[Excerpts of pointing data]
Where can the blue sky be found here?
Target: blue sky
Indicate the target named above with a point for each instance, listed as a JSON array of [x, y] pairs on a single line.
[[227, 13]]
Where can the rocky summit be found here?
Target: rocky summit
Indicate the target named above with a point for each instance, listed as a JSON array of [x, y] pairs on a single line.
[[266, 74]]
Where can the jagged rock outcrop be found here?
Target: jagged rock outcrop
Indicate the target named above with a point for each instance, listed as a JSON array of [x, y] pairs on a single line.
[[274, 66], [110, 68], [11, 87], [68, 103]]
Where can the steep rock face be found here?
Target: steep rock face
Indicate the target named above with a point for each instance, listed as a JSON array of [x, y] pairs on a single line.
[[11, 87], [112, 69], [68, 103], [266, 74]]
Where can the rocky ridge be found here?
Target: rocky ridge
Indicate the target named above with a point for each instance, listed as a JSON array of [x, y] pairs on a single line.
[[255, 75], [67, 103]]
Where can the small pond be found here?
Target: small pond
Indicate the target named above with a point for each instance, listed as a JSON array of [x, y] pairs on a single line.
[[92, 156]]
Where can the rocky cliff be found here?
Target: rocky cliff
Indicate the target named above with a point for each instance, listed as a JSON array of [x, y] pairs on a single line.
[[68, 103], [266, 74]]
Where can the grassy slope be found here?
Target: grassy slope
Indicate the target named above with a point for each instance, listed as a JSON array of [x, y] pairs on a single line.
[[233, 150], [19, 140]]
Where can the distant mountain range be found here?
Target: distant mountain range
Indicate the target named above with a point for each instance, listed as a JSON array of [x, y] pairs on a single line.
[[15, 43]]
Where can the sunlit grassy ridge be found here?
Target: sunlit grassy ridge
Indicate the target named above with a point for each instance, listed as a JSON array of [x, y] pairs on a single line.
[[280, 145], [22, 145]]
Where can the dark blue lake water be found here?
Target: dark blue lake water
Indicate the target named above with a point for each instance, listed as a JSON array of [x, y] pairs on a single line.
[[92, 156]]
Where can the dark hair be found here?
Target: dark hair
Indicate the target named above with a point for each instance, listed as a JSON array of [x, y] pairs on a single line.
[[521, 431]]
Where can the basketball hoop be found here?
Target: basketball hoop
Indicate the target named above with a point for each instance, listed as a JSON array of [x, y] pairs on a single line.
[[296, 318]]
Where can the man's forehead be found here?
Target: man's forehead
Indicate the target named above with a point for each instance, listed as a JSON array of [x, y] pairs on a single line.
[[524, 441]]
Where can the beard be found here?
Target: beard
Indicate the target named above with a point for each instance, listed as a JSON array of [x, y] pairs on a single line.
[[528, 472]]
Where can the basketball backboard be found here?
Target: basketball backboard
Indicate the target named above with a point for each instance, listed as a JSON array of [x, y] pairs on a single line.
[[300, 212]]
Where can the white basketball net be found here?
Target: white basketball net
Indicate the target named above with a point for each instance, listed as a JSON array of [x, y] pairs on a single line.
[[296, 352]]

◆ EXERCISE DESCRIPTION:
Reproduce everything from the line containing "Where can the grassy slope be found here?" down through the line containing "[[233, 150], [19, 140]]", substituting "grassy hillside" for "grassy slope" and keeping all else unchanged.

◆ EXPECTED ANSWER:
Where can the grassy hillside be found here?
Target: grassy hillside
Indicate the target named above with a point for each instance, listed as a JSON array of [x, y] pairs on a single line.
[[233, 150], [19, 140]]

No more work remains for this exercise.